* [Stated task A]:
In the entries, can you change "instance" to "occurrence" starting with the line with "of the shrub" and going on through the line with "pixel 538 156", keeping everything else as it is?
* [Stated task B]:
What comes next in the Shapely tutorial on geometric objects? Continue it from its last line.

* [Provided passage]:

▽

Shapely and geometric objects¶

Sources:

These materials are partly based on Shapely-documentation and Westra E. (2013), Chapter 3.

Spatial data model¶

Fundamental geometric objects that can be used in Python with Shapely.

The most fundamental geometric objects are Points, Lines and Polygons which are the basic ingredients when working with spatial data in vector format. Python has a specific module called Shapely for doing various geometric operations. There are many useful functionalities that you can do with Shapely such as:

• Create a Line or Polygon from a Collection of Point -geometries
• Calculate areas/length/bounds etc. of input geometries
• Conduct geometric operations based on the input geometries such as Union, Difference, Distance etc.
• Conduct spatial queries between geometries such as Intersects, Touches, Crosses, Within etc.

Geometric Objects consist of coordinate tuples where:

• Point -object represents a single point in space. Points can be either two-dimensional (x, y) or three dimensional (x, y, z).

△

* [Given data]:
▽

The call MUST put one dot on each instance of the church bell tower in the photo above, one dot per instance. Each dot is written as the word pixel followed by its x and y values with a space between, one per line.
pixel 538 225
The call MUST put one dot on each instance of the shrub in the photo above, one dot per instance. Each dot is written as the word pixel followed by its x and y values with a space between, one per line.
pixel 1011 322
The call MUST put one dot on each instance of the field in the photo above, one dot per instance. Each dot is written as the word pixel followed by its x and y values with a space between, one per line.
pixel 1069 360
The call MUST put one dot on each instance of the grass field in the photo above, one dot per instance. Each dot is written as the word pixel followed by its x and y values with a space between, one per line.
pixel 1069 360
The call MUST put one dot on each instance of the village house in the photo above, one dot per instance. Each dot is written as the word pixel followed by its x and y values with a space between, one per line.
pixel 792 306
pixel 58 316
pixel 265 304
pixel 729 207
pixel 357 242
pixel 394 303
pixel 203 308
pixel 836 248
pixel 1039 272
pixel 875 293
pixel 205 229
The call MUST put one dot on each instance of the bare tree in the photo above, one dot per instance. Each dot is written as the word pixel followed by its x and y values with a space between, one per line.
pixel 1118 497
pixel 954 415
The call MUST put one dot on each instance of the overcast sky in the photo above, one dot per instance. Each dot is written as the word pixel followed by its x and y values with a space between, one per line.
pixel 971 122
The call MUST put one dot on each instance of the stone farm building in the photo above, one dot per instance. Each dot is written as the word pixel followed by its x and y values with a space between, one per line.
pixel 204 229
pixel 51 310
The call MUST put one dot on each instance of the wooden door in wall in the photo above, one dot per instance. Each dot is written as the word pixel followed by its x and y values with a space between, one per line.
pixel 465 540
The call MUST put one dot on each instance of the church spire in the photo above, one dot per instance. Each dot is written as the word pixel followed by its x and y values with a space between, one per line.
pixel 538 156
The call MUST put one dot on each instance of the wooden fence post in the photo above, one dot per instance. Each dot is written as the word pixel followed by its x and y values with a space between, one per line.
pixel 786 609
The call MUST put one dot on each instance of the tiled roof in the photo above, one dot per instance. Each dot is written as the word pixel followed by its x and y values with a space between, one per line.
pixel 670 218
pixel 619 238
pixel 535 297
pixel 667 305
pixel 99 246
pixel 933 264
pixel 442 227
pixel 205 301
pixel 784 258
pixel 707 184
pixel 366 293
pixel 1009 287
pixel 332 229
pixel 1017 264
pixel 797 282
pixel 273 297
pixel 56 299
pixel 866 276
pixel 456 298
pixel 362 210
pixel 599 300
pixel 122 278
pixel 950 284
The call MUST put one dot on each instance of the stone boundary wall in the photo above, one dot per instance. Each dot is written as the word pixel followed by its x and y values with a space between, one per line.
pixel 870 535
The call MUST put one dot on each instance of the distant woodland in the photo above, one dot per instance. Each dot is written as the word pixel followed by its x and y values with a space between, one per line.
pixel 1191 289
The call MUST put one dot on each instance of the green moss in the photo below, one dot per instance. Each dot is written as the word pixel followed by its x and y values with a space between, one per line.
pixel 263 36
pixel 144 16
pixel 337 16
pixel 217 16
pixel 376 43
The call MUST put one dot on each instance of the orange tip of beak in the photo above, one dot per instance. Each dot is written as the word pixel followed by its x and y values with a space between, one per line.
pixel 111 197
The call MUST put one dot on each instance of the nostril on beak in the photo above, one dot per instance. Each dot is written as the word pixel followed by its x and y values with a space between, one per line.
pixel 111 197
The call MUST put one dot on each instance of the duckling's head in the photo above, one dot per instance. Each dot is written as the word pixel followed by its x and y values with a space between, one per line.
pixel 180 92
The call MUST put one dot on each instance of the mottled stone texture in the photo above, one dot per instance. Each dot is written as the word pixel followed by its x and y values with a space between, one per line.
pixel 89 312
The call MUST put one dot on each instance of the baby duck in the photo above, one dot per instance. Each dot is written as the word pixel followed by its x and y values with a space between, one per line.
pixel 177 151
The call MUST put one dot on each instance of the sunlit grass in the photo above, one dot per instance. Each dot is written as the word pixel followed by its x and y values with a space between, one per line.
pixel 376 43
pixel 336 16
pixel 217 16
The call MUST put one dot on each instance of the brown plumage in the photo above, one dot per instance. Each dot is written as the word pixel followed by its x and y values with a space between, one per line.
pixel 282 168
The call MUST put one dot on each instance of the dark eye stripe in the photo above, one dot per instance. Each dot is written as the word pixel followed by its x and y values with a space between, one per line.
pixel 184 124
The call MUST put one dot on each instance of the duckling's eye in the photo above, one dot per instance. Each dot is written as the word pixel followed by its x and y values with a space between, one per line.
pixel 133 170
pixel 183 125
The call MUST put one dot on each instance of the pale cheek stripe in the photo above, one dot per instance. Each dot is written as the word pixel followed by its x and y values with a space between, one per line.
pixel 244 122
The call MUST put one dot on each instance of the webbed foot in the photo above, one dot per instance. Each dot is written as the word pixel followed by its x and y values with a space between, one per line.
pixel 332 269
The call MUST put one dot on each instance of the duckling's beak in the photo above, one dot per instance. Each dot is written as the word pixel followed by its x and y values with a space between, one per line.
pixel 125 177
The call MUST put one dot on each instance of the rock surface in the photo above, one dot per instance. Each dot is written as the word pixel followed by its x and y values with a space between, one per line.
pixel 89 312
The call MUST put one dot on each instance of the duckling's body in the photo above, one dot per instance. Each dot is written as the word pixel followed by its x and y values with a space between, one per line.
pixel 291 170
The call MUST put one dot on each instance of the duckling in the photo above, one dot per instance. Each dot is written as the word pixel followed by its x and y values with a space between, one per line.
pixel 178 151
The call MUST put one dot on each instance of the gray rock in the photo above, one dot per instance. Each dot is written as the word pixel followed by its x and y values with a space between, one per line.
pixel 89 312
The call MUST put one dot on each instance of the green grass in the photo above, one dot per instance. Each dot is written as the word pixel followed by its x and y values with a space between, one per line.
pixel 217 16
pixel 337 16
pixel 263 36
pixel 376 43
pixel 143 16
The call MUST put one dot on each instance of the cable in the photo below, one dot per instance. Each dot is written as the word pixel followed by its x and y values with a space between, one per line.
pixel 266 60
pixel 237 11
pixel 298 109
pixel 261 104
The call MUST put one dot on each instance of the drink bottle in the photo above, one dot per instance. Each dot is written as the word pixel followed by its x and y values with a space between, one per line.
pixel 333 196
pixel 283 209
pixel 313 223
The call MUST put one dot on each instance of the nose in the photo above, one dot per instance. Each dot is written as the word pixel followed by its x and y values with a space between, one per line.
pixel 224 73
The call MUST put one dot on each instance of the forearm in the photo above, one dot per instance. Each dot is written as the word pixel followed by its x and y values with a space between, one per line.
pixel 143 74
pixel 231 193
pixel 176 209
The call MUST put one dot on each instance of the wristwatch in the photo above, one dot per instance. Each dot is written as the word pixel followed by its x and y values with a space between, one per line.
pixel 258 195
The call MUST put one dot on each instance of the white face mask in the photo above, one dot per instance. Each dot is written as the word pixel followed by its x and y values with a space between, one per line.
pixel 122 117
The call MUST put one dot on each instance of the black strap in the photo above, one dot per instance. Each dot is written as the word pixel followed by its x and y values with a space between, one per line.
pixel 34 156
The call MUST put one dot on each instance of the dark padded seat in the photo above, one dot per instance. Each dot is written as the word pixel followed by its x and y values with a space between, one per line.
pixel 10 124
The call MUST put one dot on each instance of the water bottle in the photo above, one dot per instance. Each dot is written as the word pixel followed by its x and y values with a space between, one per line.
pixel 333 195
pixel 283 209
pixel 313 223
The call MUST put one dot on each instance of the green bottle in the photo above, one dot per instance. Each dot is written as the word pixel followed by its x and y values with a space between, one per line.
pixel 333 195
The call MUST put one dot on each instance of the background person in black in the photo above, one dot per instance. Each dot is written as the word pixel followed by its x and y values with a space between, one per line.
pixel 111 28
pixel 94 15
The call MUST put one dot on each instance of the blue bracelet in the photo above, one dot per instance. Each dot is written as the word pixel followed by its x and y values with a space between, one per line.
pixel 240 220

△

* [Expected answer A]:
The call MUST put one dot on each occurrence of the shrub in the photo above, one dot per occurrence. Each dot is written as the word pixel followed by its x and y values with a space between, one per line.
pixel 1011 322
The call MUST put one dot on each occurrence of the field in the photo above, one dot per occurrence. Each dot is written as the word pixel followed by its x and y values with a space between, one per line.
pixel 1069 360
The call MUST put one dot on each occurrence of the grass field in the photo above, one dot per occurrence. Each dot is written as the word pixel followed by its x and y values with a space between, one per line.
pixel 1069 360
The call MUST put one dot on each occurrence of the village house in the photo above, one dot per occurrence. Each dot is written as the word pixel followed by its x and y values with a space between, one per line.
pixel 792 306
pixel 58 316
pixel 265 304
pixel 729 207
pixel 357 242
pixel 394 303
pixel 203 308
pixel 836 248
pixel 1039 272
pixel 875 293
pixel 205 229
The call MUST put one dot on each occurrence of the bare tree in the photo above, one dot per occurrence. Each dot is written as the word pixel followed by its x and y values with a space between, one per line.
pixel 1118 497
pixel 954 415
The call MUST put one dot on each occurrence of the overcast sky in the photo above, one dot per occurrence. Each dot is written as the word pixel followed by its x and y values with a space between, one per line.
pixel 971 122
The call MUST put one dot on each occurrence of the stone farm building in the photo above, one dot per occurrence. Each dot is written as the word pixel followed by its x and y values with a space between, one per line.
pixel 204 229
pixel 51 310
The call MUST put one dot on each occurrence of the wooden door in wall in the photo above, one dot per occurrence. Each dot is written as the word pixel followed by its x and y values with a space between, one per line.
pixel 465 540
The call MUST put one dot on each occurrence of the church spire in the photo above, one dot per occurrence. Each dot is written as the word pixel followed by its x and y values with a space between, one per line.
pixel 538 156

* [Expected answer B]:
• LineString -object (i.e. a line) represents a sequence of points joined together to form a line. Hence, a line consist of a list of at least two coordinate tuples
• Polygon -object represents a filled area that consists of a list of at least three coordinate tuples that forms the outerior ring and a (possible) list of hole polygons.

It is also possible to have a collection of geometric objects (e.g. Polygons with multiple parts):

• MultiPoint -object represents a collection of points and consists of a list of coordinate-tuples
• MultiLineString -object represents a collection of lines and consists of a list of line-like sequences
• MultiPolygon -object represents a collection of polygons that consists of a list of polygon-like sequences that construct from exterior ring and (possible) hole list tuples

Tuple

Tuple is a Python data structure that consists of a nuber of values separated by commas. Coordinate pairs are often represented as a tuple. For example:

(60.192059, 24.945831)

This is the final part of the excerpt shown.